» WHAT IS EXPECTED: Reproduce every entry word for word.

┄┄┄┄┄┄┄┄┄┄┄┄┄┄┄┄┄┄┄┄

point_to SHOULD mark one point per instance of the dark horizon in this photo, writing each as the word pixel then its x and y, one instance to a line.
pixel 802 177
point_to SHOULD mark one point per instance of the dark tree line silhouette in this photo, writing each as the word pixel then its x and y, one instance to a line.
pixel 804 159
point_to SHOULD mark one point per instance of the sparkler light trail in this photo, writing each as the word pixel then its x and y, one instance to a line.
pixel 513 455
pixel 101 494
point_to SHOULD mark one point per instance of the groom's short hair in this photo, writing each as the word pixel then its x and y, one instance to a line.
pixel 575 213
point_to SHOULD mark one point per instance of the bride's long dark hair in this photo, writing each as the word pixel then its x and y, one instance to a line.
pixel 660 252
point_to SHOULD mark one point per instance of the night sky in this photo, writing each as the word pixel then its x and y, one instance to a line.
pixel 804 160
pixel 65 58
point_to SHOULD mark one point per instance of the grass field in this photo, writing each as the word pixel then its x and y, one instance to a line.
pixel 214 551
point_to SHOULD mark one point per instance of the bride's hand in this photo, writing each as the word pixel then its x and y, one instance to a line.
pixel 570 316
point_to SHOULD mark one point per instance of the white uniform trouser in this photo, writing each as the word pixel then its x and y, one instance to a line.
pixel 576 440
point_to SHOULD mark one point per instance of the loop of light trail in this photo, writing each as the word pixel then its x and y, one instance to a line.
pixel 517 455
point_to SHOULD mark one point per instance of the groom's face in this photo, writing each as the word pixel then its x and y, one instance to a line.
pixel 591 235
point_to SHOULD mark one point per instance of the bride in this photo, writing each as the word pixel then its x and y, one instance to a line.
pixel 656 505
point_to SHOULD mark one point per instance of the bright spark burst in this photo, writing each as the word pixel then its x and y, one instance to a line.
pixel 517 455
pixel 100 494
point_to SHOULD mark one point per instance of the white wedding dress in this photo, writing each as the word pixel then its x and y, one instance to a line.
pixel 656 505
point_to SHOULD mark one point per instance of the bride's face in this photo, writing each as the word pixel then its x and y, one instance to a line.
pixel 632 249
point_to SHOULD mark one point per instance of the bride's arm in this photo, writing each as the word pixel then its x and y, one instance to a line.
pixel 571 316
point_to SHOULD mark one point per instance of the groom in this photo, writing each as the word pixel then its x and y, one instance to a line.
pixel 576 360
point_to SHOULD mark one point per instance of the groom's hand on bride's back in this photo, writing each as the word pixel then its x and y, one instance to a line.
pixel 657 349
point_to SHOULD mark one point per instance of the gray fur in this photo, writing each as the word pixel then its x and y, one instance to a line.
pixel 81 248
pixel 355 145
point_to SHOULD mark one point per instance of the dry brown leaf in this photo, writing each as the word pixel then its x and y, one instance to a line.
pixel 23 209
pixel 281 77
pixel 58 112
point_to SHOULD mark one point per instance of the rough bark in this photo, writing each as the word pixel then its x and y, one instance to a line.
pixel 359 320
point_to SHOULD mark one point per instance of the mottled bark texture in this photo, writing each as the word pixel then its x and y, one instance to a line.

┄┄┄┄┄┄┄┄┄┄┄┄┄┄┄┄┄┄┄┄

» RESULT FOR THIS TASK:
point_to SHOULD mark one point per instance of the dark horizon in this photo, writing each as the word pixel then its x and y, one instance to a line.
pixel 802 177
point_to SHOULD mark one point per instance of the dark tree line silhouette in this photo, writing each as the word pixel then its x and y, one instance to a line.
pixel 804 159
point_to SHOULD mark one point per instance of the sparkler light trail in this photo, writing each as the word pixel then its x and y, one instance to a line.
pixel 513 455
pixel 101 494
point_to SHOULD mark one point per instance of the groom's short hair in this photo, writing each as the word pixel then its x and y, one instance to a line.
pixel 575 213
point_to SHOULD mark one point per instance of the bride's long dark hair in this photo, writing each as the word pixel then its x and y, one instance to a line.
pixel 660 252
point_to SHOULD mark one point per instance of the night sky in this photo, writing each as the word pixel then its x and y, one instance to a line.
pixel 804 160
pixel 65 58
point_to SHOULD mark one point per instance of the grass field in this photo, writing each as the word pixel then its x and y, one instance to a line.
pixel 214 551
point_to SHOULD mark one point per instance of the bride's hand in this photo, writing each as the word pixel then its x and y, one instance to a line.
pixel 570 316
point_to SHOULD mark one point per instance of the white uniform trouser in this photo, writing each as the word pixel then its x and y, one instance to a line.
pixel 576 440
point_to SHOULD mark one point per instance of the loop of light trail in this photo, writing each as the word pixel then its x and y, one instance to a line.
pixel 517 455
point_to SHOULD mark one point per instance of the groom's face in this photo, writing each as the word pixel then its x and y, one instance to a line.
pixel 591 235
point_to SHOULD mark one point per instance of the bride in this photo, writing each as the word pixel then its x and y, one instance to a line.
pixel 656 505
point_to SHOULD mark one point per instance of the bright spark burst in this photo, writing each as the word pixel then its x and y, one instance to a line.
pixel 517 455
pixel 100 494
point_to SHOULD mark one point per instance of the white wedding dress in this photo, writing each as the word pixel then its x and y, one instance to a line.
pixel 656 505
point_to SHOULD mark one point per instance of the bride's face in this photo, writing each as the word pixel then its x and y, one instance to a line.
pixel 632 249
point_to SHOULD mark one point per instance of the bride's arm in this photo, writing each as the word pixel then its x and y, one instance to a line.
pixel 571 316
point_to SHOULD mark one point per instance of the groom in this photo, writing each as the word pixel then its x and y, one instance to a line.
pixel 576 360
point_to SHOULD mark one point per instance of the groom's hand on bride's back in this photo, writing each as the word pixel then its x and y, one instance to a line.
pixel 657 349
point_to SHOULD mark one point per instance of the gray fur in this photo, writing each as the word pixel then its x and y, one instance to a line.
pixel 81 248
pixel 355 145
point_to SHOULD mark one point per instance of the dry brown leaf in this photo, writing each as the word pixel then its x and y, one instance to a line.
pixel 23 209
pixel 281 77
pixel 58 112
point_to SHOULD mark one point per instance of the rough bark in this photo, writing each as the word pixel then its x and y, one instance to a line.
pixel 359 320
point_to SHOULD mark one point per instance of the mottled bark texture in this photo, writing each as the word pixel then its x and y, one instance to a line.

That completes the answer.